## Work to complete
Output the data below in full, byte for byte. Nothing may differ.

Top of Data

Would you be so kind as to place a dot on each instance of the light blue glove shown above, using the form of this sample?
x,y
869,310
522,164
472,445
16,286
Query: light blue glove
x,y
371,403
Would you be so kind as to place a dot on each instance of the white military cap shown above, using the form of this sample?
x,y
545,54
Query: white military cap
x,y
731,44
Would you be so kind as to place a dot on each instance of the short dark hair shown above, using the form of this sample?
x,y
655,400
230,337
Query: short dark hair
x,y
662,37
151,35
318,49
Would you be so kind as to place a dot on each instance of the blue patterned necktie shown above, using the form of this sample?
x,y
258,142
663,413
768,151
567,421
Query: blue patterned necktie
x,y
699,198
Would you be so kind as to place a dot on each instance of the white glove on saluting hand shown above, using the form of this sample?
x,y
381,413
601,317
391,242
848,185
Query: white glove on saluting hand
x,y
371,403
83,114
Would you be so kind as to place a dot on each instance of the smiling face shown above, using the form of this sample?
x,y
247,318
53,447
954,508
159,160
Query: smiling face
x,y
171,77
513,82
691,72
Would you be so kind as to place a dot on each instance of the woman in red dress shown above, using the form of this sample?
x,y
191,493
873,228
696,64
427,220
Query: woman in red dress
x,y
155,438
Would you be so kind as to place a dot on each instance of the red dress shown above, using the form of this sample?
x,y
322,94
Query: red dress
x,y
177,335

Bottom of Data

## Exercise answer
Would you be so kind as to place a dot on each instance of the light blue glove shown above, using the form of this sample?
x,y
869,310
522,164
472,445
16,286
Query: light blue glove
x,y
371,403
Would you be so kind as to place a dot on each instance of the white military cap shown above, using the form of this sample?
x,y
545,54
Query: white military cap
x,y
731,44
Would you be so kind as to place a dot on each instance of the short dark hair shown above, using the form of this sample?
x,y
655,400
230,337
Query: short dark hair
x,y
662,37
151,35
318,49
Would you be so kind as to place a dot on each instance of the blue patterned necktie shown above, using the form of this sample?
x,y
258,142
663,413
768,151
567,421
Query: blue patterned necktie
x,y
699,198
Would you be so kind as to place a dot on each instance of the white glove on saluting hand shown above, using the form of this sample?
x,y
381,413
601,317
391,242
848,185
Query: white glove on saluting hand
x,y
371,403
83,114
Would you be so kind as to place a dot on each instance of the smiling face shown above, using the form of this sample?
x,y
247,318
53,447
954,508
159,160
Query: smiling face
x,y
171,77
513,82
691,72
Would you be so kind as to place a dot on each instance of the woman in red dress shown above, using the form of this sample?
x,y
191,493
873,228
696,64
427,220
Query: woman in red dress
x,y
155,438
Would you be so kind as to place a dot on each instance of the red dress shown above, using the form of this sample?
x,y
322,94
Query: red dress
x,y
177,335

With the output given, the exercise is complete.